### Source text
========

Aired August 15, 2017 - 08:30   ET

THIS IS A RUSH TRANSCRIPT. THIS COPY MAY NOT BE IN ITS FINAL FORM AND MAY BE UPDATED.


JOHN WHITBECK, CHAIRMAN, REPUBLICAN PARTY OF VIRGINIA: The statement that we saw on - yesterday was the statement we wanted to see on Saturday.

But at the same time, we were, as Virginians, focused on what was going on with all of our leadership and how they were reacting, what they were doing to respond on the ground minute-by-minute.

From the Democrat governor, who I don't give a lot of credit to, but I do give credit for this weekend; Ed Gillespie, our nominee for governor, all of our elected officials on the ground throughout Virginia, everybody was united behind. It was a non-partisan issue.

And the president's statement really meant a lot to us yesterday, at least from what I'm hearing from the people I've talked to since then.

CHRIS CUOMO, CNN HOST, NEW DAY: And the too little, too late argument, you put any stock in that or no? Better late than ever?

========

### Dataset entries
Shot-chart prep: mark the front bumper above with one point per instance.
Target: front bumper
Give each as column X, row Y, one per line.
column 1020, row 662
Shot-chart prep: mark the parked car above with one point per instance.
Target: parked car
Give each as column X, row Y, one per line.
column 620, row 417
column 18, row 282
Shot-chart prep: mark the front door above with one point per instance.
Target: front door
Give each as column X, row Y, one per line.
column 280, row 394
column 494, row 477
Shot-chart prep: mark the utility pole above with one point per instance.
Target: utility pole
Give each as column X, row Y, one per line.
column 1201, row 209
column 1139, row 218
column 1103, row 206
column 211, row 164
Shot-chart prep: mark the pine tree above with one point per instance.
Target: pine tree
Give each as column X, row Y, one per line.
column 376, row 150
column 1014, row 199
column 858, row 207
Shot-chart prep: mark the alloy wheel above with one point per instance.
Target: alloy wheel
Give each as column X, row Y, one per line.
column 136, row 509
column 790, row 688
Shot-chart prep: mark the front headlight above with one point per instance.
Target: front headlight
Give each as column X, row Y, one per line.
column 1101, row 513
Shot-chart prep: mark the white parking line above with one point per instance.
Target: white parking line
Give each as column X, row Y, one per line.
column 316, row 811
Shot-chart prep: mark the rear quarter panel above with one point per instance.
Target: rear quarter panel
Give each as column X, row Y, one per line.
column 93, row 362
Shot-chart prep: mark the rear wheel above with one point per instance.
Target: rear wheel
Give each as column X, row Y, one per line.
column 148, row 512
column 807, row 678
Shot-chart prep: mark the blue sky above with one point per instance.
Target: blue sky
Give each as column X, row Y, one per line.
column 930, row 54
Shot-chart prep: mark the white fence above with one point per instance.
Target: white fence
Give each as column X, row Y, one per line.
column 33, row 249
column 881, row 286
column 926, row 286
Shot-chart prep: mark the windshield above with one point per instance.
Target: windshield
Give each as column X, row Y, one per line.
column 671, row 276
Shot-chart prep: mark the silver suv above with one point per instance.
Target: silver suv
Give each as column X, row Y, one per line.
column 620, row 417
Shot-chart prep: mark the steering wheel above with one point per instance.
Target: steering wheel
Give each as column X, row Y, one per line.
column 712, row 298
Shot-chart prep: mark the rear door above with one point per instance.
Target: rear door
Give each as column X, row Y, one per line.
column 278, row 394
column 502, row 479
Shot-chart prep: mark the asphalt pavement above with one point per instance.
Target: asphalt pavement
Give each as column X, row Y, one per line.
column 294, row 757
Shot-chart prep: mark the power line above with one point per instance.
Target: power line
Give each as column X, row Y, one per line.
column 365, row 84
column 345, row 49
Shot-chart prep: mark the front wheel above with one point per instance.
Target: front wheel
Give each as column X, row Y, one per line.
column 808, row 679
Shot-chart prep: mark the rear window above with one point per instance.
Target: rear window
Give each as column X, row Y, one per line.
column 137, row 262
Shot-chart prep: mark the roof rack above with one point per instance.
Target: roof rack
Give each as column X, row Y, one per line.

========

### Work to do
Answer these from the transcript:
(a) On what date did it air?
(b) Who does the speaker name as "our nominee for governor"?
(c) What role is given for John Whitbeck?

### Solution to the problem
(a) August 15, 2017
(b) Ed Gillespie
(c) Chairman of the Republican Party of Virginia